*Data for analysis:*
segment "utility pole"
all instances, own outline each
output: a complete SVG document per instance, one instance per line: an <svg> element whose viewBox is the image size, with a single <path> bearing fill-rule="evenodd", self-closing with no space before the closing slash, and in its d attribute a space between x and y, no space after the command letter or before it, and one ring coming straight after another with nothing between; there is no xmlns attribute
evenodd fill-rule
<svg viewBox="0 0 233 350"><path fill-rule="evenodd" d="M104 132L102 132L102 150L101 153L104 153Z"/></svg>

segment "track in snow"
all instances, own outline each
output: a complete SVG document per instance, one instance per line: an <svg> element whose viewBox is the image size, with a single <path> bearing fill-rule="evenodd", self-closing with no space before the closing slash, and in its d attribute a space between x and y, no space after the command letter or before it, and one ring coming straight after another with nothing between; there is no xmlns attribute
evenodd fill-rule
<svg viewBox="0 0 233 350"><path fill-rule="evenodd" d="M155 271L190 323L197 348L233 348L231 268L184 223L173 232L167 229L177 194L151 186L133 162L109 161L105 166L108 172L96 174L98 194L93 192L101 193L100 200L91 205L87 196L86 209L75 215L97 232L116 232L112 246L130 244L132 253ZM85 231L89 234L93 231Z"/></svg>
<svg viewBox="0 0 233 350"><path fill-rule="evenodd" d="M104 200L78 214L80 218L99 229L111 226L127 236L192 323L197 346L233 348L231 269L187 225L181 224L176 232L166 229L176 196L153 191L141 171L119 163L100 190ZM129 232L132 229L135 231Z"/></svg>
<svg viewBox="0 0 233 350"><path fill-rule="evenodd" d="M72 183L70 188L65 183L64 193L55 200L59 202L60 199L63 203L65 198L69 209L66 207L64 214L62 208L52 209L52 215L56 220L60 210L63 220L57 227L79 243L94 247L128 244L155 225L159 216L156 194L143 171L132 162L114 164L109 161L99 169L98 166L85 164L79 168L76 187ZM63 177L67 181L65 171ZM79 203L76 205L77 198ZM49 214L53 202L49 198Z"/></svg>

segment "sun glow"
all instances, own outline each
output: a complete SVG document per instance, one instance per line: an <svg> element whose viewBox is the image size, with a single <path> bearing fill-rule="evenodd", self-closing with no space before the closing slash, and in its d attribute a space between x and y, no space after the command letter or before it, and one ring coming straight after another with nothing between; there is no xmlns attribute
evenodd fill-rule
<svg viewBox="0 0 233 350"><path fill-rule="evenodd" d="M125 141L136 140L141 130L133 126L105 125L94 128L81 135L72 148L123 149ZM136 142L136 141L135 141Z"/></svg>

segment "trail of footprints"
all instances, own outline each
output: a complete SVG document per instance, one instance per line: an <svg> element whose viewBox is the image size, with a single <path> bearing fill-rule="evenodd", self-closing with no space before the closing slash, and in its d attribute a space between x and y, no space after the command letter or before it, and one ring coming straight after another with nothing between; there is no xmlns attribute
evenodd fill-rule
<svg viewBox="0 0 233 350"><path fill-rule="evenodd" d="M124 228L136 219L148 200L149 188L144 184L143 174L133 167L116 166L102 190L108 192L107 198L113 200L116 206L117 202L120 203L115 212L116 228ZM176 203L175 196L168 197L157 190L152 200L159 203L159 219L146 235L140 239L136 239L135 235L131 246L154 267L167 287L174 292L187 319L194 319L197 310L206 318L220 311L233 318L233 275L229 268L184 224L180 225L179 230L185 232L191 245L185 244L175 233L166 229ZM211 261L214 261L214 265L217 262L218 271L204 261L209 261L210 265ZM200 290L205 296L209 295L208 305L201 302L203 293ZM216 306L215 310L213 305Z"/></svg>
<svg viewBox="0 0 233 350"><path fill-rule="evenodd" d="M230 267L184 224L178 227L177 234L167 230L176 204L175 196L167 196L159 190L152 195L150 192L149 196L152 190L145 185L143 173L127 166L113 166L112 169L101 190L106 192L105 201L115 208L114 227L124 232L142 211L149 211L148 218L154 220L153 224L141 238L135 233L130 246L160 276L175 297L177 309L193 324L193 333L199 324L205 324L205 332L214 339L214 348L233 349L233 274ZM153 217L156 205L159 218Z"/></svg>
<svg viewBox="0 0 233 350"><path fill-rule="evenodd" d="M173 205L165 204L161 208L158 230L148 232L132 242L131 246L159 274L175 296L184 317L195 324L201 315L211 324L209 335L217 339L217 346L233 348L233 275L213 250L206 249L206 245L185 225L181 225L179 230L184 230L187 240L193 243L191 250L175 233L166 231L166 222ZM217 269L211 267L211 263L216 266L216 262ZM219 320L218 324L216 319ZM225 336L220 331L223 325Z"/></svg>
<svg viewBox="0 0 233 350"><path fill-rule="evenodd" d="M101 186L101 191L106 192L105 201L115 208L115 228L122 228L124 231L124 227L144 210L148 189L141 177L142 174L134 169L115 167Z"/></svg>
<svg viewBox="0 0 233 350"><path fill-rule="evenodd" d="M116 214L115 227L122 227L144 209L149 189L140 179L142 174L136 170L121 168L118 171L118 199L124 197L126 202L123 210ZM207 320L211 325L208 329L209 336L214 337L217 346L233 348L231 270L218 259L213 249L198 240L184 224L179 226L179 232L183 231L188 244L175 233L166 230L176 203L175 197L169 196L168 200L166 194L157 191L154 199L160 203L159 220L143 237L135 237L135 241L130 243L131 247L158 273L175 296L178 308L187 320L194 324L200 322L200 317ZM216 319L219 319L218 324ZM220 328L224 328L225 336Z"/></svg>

*Work to be completed:* Whenever the word "segment" occurs in a line of the listing above, return that line.

*Solution to this exercise:*
segment "utility pole"
segment "track in snow"
segment "sun glow"
segment "trail of footprints"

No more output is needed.